Do this
Resume the excerpt about the novel's WWI chapters and Michigan's 32nd Infantry Division, picking up right after its final sentence.

Source excerpt
━━━━━━━━━━━━━━━━━━━━
My novel, The Life-Dividing Days, spans the years 1915-1928. For the war chapters, I wanted to honor my Uncle Olie and provide a realistic account of the movements a Michigan soldier might have taken during WWI. So I started with what I knew, that he had been at the Meuse-Argonne in the fall of 1918 and did his initial training at Camp Custer in Battle Creek. The novel’s main male character, Johnny Walsh, follows the course my Uncle Olie would have likely taken.

Michigan’s 32nd Infantry Division, also known as the Red Arrow Division, was activated on July 18, 1917. Its infantrymen first trained at Camp Custer and many were then sent for further training in Waco, Texas. While in Waco, they were assigned “host” families who treated the soldiers to an occasional home-cooked dinner. The townspeople came out in droves to see the northern boys leave from the train station, heading to Hoboken, New Jersey. There, they boarded ships for the approximate two-week journey across the Atlantic, marked mostly by boredom, sea-sickness, and the threat of submarine bombings.
━━━━━━━━━━━━━━━━━━━━
Dataset records on object locations
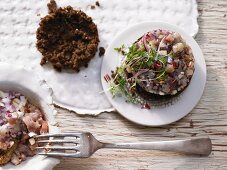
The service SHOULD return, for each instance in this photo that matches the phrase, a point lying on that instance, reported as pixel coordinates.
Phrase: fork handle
(198, 146)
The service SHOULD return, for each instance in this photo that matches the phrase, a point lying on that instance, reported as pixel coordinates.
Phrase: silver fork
(85, 144)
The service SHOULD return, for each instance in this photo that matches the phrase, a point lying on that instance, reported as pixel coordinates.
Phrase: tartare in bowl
(26, 109)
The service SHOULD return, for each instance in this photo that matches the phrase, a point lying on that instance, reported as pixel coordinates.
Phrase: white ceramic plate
(155, 116)
(80, 91)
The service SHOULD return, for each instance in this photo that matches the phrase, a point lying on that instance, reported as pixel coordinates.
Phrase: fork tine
(57, 141)
(78, 135)
(58, 148)
(58, 154)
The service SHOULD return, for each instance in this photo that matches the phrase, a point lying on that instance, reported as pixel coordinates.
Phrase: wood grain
(209, 118)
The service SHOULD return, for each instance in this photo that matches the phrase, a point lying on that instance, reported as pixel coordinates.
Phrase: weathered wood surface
(209, 118)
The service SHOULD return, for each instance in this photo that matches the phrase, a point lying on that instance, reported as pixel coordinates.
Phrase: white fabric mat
(80, 91)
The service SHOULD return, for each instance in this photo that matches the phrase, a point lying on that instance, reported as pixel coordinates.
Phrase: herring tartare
(158, 65)
(19, 121)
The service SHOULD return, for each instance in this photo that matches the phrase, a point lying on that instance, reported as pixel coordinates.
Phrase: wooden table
(209, 118)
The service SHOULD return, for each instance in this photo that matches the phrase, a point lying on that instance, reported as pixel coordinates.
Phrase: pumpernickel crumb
(67, 38)
(101, 51)
(52, 6)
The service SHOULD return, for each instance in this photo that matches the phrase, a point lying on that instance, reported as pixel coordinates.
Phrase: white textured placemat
(80, 91)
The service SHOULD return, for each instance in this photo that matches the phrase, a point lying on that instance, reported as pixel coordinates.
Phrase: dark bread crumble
(67, 38)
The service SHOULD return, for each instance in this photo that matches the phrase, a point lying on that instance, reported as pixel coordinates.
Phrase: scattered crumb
(67, 38)
(191, 124)
(92, 7)
(101, 51)
(97, 3)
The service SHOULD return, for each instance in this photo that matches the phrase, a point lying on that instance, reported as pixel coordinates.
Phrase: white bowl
(38, 93)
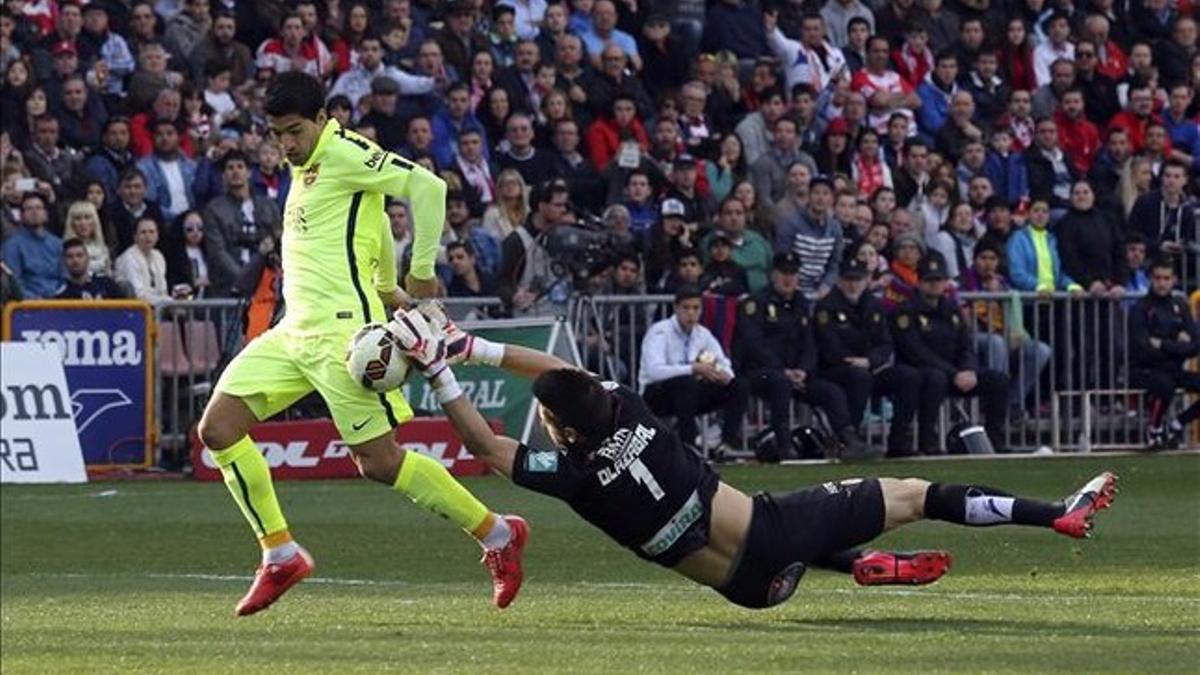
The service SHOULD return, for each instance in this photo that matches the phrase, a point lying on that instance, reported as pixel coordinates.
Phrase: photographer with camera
(234, 223)
(527, 282)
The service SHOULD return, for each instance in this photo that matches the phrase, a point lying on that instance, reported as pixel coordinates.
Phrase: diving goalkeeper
(625, 472)
(339, 274)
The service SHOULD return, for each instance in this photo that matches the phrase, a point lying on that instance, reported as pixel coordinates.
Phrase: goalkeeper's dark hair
(294, 93)
(577, 400)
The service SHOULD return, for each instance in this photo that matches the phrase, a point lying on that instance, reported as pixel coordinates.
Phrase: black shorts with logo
(789, 531)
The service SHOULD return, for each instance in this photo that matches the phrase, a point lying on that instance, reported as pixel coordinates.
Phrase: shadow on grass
(901, 626)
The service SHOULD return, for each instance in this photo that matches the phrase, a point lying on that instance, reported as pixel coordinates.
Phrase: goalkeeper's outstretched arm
(497, 452)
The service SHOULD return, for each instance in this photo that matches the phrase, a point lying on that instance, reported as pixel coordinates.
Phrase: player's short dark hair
(577, 400)
(1162, 262)
(688, 292)
(130, 174)
(294, 93)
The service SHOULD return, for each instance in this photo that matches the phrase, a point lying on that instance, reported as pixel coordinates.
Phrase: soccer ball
(375, 359)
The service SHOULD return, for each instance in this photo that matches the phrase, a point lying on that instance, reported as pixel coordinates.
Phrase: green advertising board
(498, 394)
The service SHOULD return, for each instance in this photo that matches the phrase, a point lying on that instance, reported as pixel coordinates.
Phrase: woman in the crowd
(759, 216)
(1092, 249)
(495, 113)
(869, 169)
(185, 252)
(957, 240)
(879, 275)
(555, 106)
(909, 250)
(143, 267)
(837, 154)
(1135, 179)
(1017, 57)
(83, 223)
(346, 46)
(510, 208)
(729, 167)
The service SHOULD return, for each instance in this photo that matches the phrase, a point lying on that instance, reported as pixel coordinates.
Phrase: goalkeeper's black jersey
(641, 487)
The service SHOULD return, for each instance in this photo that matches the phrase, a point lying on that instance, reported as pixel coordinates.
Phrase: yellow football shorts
(279, 369)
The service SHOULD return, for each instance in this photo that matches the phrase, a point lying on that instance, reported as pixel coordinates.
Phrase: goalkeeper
(339, 273)
(630, 476)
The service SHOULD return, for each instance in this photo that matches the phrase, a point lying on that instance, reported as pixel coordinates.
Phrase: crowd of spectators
(616, 145)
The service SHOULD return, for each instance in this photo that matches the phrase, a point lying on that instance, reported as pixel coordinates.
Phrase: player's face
(688, 312)
(561, 436)
(297, 135)
(1162, 280)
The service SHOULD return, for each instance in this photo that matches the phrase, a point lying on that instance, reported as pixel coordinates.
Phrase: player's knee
(379, 465)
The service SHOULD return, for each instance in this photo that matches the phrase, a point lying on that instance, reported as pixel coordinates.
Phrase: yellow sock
(431, 487)
(249, 479)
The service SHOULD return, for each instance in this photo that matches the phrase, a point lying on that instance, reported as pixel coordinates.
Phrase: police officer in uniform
(856, 352)
(778, 354)
(1162, 335)
(933, 336)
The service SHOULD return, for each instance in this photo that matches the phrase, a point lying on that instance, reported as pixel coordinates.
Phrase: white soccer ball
(375, 358)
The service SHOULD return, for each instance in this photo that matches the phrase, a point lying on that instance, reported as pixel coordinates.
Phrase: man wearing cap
(384, 114)
(721, 274)
(933, 336)
(751, 250)
(359, 81)
(778, 354)
(855, 345)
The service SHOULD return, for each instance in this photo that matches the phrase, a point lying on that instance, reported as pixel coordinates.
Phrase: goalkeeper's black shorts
(789, 531)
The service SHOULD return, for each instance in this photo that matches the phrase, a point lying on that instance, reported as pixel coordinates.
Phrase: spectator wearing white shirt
(142, 267)
(529, 15)
(1056, 46)
(684, 372)
(355, 83)
(810, 60)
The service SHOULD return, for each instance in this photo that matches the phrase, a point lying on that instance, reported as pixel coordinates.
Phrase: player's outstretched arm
(497, 452)
(426, 350)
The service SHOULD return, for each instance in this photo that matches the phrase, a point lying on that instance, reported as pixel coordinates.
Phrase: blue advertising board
(107, 354)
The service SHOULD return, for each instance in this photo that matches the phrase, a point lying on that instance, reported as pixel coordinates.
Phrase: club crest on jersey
(310, 174)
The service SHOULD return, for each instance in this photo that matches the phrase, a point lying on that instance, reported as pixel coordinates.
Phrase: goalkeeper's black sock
(840, 561)
(979, 506)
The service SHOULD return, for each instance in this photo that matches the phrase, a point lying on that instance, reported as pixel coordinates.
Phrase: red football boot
(913, 568)
(505, 563)
(273, 580)
(1095, 496)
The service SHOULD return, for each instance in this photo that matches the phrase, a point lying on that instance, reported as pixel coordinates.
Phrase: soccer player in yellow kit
(339, 274)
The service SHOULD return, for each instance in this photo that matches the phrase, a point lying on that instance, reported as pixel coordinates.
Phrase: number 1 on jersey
(641, 473)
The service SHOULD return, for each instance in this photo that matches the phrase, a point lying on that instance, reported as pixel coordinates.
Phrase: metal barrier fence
(1068, 358)
(198, 338)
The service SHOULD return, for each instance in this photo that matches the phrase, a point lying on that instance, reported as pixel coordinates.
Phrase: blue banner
(106, 353)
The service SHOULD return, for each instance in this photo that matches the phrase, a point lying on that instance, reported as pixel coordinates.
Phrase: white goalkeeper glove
(426, 351)
(461, 346)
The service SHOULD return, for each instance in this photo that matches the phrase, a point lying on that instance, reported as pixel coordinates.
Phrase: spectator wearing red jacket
(1077, 136)
(606, 135)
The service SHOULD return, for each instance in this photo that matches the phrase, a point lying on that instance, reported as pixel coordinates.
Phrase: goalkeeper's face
(297, 135)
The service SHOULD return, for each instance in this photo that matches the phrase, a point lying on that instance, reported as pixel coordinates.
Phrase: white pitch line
(689, 589)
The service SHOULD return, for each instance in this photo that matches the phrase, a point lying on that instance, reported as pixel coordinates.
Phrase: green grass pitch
(143, 578)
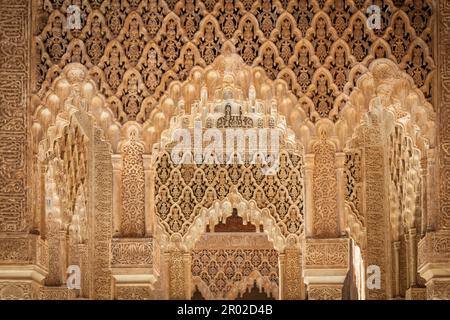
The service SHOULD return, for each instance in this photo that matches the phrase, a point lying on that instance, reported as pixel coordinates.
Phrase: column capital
(340, 160)
(434, 255)
(116, 160)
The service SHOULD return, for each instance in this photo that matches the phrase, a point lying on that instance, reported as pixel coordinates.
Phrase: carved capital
(438, 289)
(132, 253)
(325, 261)
(416, 294)
(133, 292)
(434, 255)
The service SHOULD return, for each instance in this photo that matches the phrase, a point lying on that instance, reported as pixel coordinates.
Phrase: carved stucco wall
(15, 67)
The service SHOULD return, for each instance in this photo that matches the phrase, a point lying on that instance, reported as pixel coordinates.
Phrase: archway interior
(233, 260)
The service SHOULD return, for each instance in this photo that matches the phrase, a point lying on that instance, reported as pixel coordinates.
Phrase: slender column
(340, 163)
(117, 192)
(396, 247)
(292, 287)
(42, 206)
(408, 261)
(149, 195)
(431, 185)
(423, 196)
(309, 208)
(282, 266)
(413, 254)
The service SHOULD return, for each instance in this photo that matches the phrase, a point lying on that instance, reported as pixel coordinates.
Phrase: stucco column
(431, 223)
(309, 206)
(412, 252)
(149, 195)
(117, 192)
(281, 280)
(396, 248)
(340, 177)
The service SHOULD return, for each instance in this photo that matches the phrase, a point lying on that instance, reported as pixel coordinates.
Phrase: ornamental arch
(358, 109)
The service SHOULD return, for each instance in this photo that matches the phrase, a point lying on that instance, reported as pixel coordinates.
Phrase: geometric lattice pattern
(134, 48)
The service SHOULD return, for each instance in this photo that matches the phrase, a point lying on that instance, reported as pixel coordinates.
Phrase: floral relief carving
(133, 184)
(172, 27)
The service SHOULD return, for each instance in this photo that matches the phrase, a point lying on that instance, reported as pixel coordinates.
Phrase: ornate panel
(325, 292)
(443, 46)
(226, 265)
(183, 190)
(133, 193)
(160, 41)
(325, 221)
(102, 222)
(18, 290)
(14, 78)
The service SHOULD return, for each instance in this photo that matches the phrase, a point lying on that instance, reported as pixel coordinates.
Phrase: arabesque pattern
(135, 49)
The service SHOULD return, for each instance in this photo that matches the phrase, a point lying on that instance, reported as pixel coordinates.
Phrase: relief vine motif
(325, 224)
(194, 31)
(133, 184)
(216, 273)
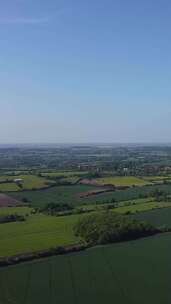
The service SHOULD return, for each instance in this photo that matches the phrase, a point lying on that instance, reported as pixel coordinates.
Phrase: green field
(122, 181)
(15, 210)
(136, 272)
(158, 217)
(64, 173)
(142, 207)
(59, 194)
(42, 232)
(70, 194)
(36, 233)
(29, 182)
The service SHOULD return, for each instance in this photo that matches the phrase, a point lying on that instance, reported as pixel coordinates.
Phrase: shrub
(108, 227)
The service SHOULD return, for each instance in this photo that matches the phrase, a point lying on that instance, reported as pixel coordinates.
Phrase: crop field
(42, 232)
(71, 194)
(59, 194)
(7, 201)
(29, 182)
(15, 210)
(131, 272)
(158, 217)
(64, 173)
(132, 206)
(36, 233)
(142, 207)
(122, 181)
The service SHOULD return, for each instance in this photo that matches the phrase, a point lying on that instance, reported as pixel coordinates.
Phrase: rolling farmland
(132, 272)
(29, 182)
(122, 181)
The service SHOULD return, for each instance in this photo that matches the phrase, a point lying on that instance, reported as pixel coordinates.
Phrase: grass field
(43, 232)
(70, 194)
(122, 181)
(136, 272)
(15, 210)
(59, 194)
(29, 182)
(142, 207)
(158, 217)
(36, 233)
(64, 174)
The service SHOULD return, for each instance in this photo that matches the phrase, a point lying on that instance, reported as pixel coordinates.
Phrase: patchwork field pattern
(7, 201)
(132, 272)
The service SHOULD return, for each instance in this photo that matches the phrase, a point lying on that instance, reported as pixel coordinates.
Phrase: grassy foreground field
(29, 182)
(36, 233)
(41, 232)
(132, 272)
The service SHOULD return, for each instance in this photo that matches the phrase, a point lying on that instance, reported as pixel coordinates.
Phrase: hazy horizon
(85, 72)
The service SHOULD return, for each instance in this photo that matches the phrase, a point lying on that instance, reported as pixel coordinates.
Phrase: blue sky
(85, 71)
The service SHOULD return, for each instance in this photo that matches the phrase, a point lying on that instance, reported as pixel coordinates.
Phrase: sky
(85, 71)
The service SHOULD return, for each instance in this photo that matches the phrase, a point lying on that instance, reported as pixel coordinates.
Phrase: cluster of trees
(108, 227)
(11, 218)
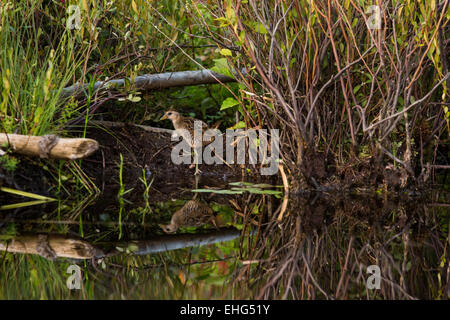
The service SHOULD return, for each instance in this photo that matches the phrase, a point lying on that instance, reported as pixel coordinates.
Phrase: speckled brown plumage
(192, 214)
(187, 123)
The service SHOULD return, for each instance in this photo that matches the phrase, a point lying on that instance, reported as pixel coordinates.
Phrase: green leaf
(221, 66)
(226, 52)
(229, 103)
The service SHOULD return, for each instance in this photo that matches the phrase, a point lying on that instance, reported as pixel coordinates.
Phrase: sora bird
(186, 125)
(192, 214)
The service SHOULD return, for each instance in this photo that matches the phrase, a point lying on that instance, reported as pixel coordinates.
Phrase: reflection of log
(50, 146)
(157, 81)
(60, 244)
(177, 241)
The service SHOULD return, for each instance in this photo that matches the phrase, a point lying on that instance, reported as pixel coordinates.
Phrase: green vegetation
(358, 107)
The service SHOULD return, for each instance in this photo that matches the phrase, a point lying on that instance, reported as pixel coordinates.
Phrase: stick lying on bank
(49, 146)
(156, 81)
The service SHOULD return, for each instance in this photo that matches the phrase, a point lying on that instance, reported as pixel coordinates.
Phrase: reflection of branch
(61, 245)
(153, 266)
(172, 242)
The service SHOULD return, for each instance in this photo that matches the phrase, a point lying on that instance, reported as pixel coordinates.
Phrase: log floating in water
(156, 81)
(49, 146)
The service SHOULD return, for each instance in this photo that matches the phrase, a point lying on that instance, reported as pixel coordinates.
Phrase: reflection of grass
(39, 199)
(241, 187)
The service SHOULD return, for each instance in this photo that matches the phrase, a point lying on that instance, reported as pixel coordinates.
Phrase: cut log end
(50, 146)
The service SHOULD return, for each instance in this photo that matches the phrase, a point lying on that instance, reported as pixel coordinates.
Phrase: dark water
(323, 246)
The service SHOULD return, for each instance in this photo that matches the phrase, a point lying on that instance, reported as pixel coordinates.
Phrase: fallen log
(110, 124)
(51, 246)
(49, 146)
(155, 81)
━━━━━━━━━━━━━━━━━━━━
Expected answer
I thought of my uncle a lot while I researched and wrote the WWI chapters, especially the battle scenes. In life and in the novel, the 32nd fought nearly nonstop from May to November 1918.

There were several interesting things that stood out to me about WWI. The first is how isolationist the US was prior to WWI. President Wilson won his second term in 1916 because he’d kept the US out of the war. Before 1914, wars were contained to specific geographical area, so the mere idea of a world war, with more than 30 countries involved, had been unimaginable. Also foreign was the idea that such a war could be sparked by the assassination of some far-off Austrian archduke by a group of Serbians.

Second, the advances in weaponry at that time were horrifically alien to the soldiers as well as their folks reading about it at home. Poison gas, barbed wire, flame-throwers, machine guns, and tanks - these were the inventions of nightmares.

Third, what the soldiers and their families went through, in terms of loss, impacted the country for years to come. It struck me that the “gay twenties” may have actually been more about escapism than celebrating - maybe it was a mix of both. It reminded me of the Vietnam War era; there were many similarities between those two tumultuous times.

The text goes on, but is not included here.